Avez-vous reçu des demandes différentes en matière de communication ?

C. H. : Oui, et je pense à un point particulier. Nos établissements font un travail énorme sur les dons. Il a fallu aller chercher des blouses, des visières, des masques...et j’y ai participé, pour remercier chaque donateur, identifier d’où venait le don et quels services en avaient bénéficié.
Une photo des soignants avec les équipements offerts était adressée et publiée sur les réseaux sociaux.

Crédit photo : Hôpital de Montfermeil du GHT Grand Paris Nord-Est

Mais nous avons eu d’autres demandes liées à l’urgence de la crise, comme le besoin de renforcer les équipes par recrutement externe : rédiger les annonces, gérer avec un minimum d’attention la marque employeur, envoyer à toutes les communes pour qu’ils les publient sur les réseaux sociaux.
Plus au calme, nous accompagnons des services spécifiques, et notamment les psychologues, qui conseillent le personnel sur place ou en télétravail (alimentation, sommeil, confinement, vie de famille, etc.).
En com interne, plus que jamais, il nous a fallu donner des informations aussi diverses que les attestations de circulation, des infos RH sur les RTT et les congés, les salaires ou même les accès prioritaires dans les supermarchés.

Cette période restera-t-elle comme une parenthèse ou un changement plus profond s’opère-t-il ?

C. H. : On réajustera notre communication, notre manière de communiquer à travers les supports. Mon seul moyen de com avec le personnel aujourd’hui, c’est le mail. Nous vivons une com exclusivement digitale. Cela laissera des traces.

Je retiendrai surtout de cette période l’économie de moyens sémantiques.

On a vu le ton évoluer en fonction de la crise, vers moins de distance. Mais je retiendrai surtout de cette période l’économie de moyens sémantiques. Je passe du temps à choisir tel ou tel mot, car le personnel n’a plus le temps de lire et ne peut pas perdre de temps à décoder. Il faut aller à l’essentiel : taille, format, mise en pages, rapidité de production. C’est une leçon.

Et en ce qui concerne la com externe ?

C. H. : Il s’agissait surtout de com dirigée vers les patients. Du fait de la réduction des consultations, une communication a été nécessaire à l’intention des patients présentant des pathologies lourdes (diabète, cancer, maladies chroniques). Certains appréhendaient le Covid-19 à l’hôpital, la rumeur disait qu’il n’y avait plus de consultations, il fallait donc les rassurer et les convaincre de continuer à venir. Nous leur avons adressé des lettres didactiques, détaillant les itinéraires à suivre dans l’établissement pour éviter les zones sensibles, etc.
==*==
■ Actions demandées ■
**A.** Recopiez fidèlement le passage de l'entretien sur la communication hospitalière, depuis « Plus au calme, nous » jusqu'à « laissera des traces. ».
**B.** Prolongez l'entretien sur la communication hospitalière à partir de sa dernière phrase.
==*==
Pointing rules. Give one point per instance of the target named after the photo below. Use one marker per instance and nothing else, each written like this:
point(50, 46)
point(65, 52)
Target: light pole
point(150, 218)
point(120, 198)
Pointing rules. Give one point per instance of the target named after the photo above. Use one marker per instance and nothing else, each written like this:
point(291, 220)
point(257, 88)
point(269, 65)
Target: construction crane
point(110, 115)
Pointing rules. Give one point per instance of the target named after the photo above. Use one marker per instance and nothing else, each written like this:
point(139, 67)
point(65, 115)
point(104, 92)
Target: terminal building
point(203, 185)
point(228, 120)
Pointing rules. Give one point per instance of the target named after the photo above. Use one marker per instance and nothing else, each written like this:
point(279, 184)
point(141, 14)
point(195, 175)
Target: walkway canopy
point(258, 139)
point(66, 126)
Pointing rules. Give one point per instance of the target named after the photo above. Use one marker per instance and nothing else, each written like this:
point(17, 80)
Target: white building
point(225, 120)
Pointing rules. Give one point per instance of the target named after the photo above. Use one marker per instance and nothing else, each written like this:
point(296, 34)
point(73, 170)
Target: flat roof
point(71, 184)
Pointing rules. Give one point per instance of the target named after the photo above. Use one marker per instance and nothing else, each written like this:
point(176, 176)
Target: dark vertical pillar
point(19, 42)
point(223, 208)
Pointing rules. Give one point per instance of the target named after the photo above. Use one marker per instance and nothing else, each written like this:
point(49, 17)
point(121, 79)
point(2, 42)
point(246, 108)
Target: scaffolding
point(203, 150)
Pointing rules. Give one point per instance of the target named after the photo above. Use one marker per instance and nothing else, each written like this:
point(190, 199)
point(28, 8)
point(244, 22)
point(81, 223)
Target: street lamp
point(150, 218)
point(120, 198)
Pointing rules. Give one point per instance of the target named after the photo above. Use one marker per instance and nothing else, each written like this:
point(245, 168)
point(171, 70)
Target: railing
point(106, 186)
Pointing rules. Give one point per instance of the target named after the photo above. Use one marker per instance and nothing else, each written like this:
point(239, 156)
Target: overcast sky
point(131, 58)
==*==
■ Résultats par tâche ■
**A.**
Plus au calme, nous accompagnons des services spécifiques, et notamment les psychologues, qui conseillent le personnel sur place ou en télétravail (alimentation, sommeil, confinement, vie de famille, etc.).
En com interne, plus que jamais, il nous a fallu donner des informations aussi diverses que les attestations de circulation, des infos RH sur les RTT et les congés, les salaires ou même les accès prioritaires dans les supermarchés.

Cette période restera-t-elle comme une parenthèse ou un changement plus profond s’opère-t-il ?

C. H. : On réajustera notre communication, notre manière de communiquer à travers les supports. Mon seul moyen de com avec le personnel aujourd’hui, c’est le mail. Nous vivons une com exclusivement digitale. Cela laissera des traces.

**B.**
Et votre action sur les réseaux sociaux ? Avez-vous affaire à de fausses informations ?

C. H. : Une ligne politique a été définie, nous ne répondons pas systématiquement aux sollicitations de la presse. Pour vous parler d’un cas concret : nous avons connu un décès au sein de nos effectifs ; par respect et à la demande de la famille, nous n’avons pas communiqué. Ce qui n’a pas empêché la presse de venir à l’entrée…
Pour revenir sur nos pratiques sur les réseaux sociaux : nous les avions lancés il y a huit mois maintenant. Ils sont communs aux trois établissements. Lee personnel n’adhérait que moyennement, mais c’est une affaire ancienne maintenant. Le taux de partage et de réactivité de nos RS est très conséquent. Nos réseaux sont mieux connus. Un lien fort a été établi.

Pendant cette période, la vie de l’établissement continue-t-elle malgré tout ?

C. H. : Oui, bien sûr, la vie ne se résume pas au Covid. L’hôpital continue à prendre en charge les autres pathologies et urgences. Nous traitons les dossiers médicaux un par un et les codons. Du fait de la tarification à l’acte, il nous faut constamment rappeler les procédures et identifier les soins.
Nous sommes déjà en train de penser à la réorganisation capacitaire des services. Tout doucement, nous allons reconfigurer l’hôpital, réaffecter les effectifs.

Interview menée par téléphone le 15 avril 2020.